## INFORMATION GIVEN
----
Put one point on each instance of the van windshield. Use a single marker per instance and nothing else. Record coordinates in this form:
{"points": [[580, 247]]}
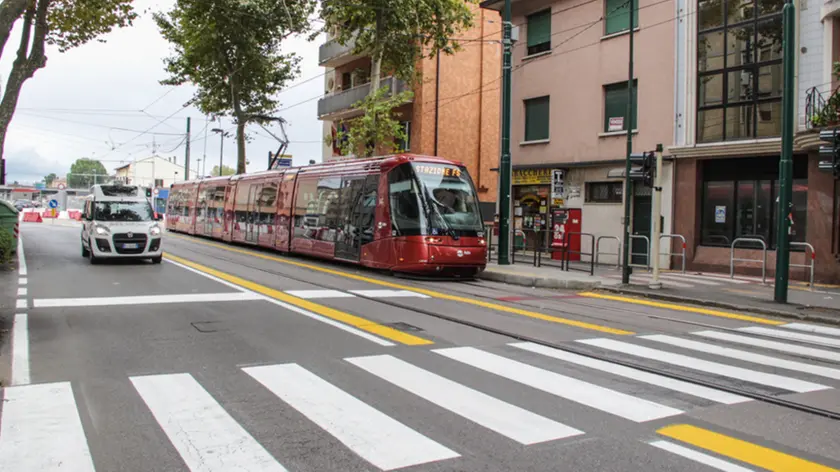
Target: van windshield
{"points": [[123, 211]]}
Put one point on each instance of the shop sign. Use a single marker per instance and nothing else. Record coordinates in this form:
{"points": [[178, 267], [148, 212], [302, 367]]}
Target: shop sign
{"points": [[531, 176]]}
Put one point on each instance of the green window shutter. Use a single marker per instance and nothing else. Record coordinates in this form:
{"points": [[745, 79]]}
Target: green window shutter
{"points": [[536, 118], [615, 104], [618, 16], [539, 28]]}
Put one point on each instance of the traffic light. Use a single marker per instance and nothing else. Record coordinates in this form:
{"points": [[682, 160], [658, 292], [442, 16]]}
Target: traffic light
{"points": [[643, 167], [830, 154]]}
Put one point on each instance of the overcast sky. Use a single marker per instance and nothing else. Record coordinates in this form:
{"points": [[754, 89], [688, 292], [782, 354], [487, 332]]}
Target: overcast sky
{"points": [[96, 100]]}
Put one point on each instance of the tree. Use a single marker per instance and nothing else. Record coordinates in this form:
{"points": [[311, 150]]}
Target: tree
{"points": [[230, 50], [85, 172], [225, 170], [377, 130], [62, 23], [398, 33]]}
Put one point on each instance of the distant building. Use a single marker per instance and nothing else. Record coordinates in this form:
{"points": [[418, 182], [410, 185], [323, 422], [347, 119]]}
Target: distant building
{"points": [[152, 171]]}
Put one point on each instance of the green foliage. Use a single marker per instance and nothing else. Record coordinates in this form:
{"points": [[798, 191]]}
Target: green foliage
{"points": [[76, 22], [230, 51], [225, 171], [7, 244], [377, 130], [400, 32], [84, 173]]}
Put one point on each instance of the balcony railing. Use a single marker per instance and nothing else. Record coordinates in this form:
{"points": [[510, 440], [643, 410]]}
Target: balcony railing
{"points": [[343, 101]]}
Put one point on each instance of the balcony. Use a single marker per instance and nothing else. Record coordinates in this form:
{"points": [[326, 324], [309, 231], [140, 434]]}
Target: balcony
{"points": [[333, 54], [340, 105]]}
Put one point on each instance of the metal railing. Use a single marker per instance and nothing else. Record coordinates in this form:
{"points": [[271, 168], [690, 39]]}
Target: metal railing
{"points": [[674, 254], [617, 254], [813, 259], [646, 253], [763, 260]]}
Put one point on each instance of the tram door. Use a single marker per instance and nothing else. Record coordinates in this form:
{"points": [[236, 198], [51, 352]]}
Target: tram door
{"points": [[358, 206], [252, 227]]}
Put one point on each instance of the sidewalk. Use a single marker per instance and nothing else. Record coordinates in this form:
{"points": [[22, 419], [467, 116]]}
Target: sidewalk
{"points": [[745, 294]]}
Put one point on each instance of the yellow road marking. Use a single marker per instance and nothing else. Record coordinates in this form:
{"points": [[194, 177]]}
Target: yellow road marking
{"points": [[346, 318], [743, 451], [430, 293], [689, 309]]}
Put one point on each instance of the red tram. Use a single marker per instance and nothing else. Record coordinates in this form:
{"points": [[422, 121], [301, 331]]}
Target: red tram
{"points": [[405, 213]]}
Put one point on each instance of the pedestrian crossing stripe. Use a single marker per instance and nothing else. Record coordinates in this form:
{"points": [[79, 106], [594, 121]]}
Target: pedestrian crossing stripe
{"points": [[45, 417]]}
----
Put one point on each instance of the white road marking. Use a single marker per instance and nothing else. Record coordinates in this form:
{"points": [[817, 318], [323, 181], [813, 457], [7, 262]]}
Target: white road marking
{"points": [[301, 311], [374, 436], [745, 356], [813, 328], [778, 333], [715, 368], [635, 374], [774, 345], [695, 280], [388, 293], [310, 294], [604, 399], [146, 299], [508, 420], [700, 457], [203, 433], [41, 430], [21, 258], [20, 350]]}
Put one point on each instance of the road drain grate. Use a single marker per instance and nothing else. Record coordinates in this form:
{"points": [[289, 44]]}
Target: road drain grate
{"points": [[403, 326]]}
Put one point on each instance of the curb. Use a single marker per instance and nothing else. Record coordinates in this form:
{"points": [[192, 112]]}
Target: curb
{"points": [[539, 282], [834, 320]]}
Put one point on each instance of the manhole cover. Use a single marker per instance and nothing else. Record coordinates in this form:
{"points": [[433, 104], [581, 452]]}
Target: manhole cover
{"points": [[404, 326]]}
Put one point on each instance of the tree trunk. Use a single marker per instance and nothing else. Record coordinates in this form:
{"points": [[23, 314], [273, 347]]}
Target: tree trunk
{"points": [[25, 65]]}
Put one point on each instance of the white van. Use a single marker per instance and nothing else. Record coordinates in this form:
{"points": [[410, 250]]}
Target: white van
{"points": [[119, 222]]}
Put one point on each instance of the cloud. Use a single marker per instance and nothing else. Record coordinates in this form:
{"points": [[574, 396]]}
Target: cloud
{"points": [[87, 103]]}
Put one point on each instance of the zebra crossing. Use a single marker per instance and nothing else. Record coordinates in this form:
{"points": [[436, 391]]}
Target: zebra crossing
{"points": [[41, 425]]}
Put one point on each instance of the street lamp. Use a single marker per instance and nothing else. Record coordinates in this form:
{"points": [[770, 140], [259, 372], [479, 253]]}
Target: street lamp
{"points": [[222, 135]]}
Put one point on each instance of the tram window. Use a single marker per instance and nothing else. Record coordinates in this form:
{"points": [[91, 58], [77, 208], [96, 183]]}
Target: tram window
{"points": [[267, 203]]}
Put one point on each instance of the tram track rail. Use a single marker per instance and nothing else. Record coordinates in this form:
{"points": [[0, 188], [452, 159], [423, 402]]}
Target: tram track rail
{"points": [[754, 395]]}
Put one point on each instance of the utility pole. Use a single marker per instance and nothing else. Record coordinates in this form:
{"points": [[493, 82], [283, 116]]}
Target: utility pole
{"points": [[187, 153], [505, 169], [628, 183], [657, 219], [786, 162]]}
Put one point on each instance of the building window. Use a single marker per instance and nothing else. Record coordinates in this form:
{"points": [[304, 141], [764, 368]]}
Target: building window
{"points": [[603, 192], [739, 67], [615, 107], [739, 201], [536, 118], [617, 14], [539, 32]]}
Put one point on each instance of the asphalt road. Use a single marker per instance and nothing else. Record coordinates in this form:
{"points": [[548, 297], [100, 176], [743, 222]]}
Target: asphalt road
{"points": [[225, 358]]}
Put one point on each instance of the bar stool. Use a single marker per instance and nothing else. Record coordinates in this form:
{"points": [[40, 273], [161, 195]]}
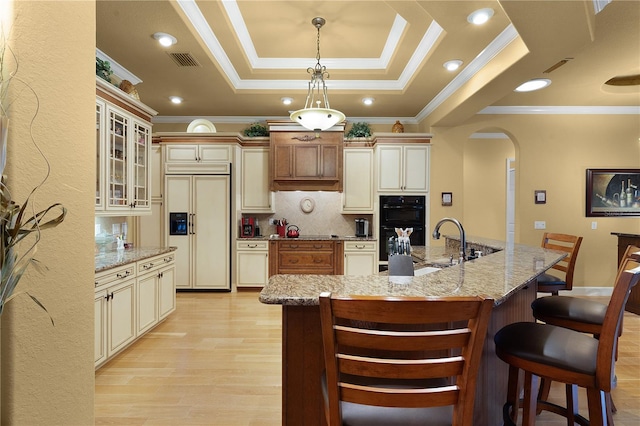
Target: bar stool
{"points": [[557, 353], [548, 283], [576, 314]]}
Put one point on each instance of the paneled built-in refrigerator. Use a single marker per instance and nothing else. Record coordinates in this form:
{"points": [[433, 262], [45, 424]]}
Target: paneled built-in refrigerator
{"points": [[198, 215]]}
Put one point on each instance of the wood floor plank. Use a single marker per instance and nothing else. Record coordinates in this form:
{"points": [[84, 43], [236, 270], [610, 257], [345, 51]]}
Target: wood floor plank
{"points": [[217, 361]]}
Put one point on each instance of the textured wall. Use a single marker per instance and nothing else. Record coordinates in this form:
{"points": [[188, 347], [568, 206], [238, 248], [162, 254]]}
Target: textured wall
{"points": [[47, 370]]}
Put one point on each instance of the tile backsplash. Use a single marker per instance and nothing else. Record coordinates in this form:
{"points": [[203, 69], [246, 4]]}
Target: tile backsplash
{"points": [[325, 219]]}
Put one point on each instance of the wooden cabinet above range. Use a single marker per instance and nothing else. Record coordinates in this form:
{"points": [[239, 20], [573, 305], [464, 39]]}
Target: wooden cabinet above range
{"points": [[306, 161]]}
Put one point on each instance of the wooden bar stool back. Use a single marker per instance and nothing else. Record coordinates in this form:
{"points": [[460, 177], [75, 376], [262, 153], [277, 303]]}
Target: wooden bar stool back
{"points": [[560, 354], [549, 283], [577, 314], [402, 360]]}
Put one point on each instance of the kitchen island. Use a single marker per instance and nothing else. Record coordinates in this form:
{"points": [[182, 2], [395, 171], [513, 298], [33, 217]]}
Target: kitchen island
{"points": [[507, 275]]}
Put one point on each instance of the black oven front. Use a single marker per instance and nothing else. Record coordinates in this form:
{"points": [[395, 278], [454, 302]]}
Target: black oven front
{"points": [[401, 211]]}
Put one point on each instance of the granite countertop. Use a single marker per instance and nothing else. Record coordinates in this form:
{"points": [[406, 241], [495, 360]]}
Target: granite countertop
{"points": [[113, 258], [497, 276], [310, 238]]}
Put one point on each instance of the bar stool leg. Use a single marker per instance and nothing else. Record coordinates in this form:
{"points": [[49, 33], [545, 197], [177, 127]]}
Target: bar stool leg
----
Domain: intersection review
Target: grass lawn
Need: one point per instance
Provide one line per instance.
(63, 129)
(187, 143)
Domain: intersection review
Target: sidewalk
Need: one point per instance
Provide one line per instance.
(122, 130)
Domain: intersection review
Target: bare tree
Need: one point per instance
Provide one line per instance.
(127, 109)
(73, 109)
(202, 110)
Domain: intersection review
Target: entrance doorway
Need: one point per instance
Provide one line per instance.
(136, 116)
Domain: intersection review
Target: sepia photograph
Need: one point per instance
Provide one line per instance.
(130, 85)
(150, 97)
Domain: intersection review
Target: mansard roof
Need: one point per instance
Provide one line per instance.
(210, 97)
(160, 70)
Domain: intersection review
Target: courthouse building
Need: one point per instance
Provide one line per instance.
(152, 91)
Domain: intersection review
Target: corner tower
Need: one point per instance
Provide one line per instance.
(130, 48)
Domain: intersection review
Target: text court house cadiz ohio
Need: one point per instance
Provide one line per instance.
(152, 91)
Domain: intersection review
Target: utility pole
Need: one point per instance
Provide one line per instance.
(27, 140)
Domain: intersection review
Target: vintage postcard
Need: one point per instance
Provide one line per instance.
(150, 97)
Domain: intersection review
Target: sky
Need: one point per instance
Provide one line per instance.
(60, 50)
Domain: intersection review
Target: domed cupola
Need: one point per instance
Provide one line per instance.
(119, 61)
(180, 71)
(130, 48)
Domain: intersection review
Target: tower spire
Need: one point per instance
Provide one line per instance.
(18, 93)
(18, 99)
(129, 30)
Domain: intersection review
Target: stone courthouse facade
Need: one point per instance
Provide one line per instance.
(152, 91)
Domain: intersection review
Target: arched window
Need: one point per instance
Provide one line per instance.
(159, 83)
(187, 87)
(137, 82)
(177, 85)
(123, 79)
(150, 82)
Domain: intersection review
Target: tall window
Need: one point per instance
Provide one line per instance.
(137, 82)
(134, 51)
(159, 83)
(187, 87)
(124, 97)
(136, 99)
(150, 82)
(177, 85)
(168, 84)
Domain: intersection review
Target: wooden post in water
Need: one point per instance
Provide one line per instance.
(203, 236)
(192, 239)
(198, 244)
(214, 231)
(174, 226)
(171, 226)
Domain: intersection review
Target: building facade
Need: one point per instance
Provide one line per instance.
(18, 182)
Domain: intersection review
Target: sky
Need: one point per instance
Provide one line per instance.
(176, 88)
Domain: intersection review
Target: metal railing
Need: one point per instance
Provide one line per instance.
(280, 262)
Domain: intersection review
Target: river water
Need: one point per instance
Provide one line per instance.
----
Copy out every line of the material above that contains the string "facade".

## EXERCISE RESPONSE
Target: stone courthouse facade
Target: building facade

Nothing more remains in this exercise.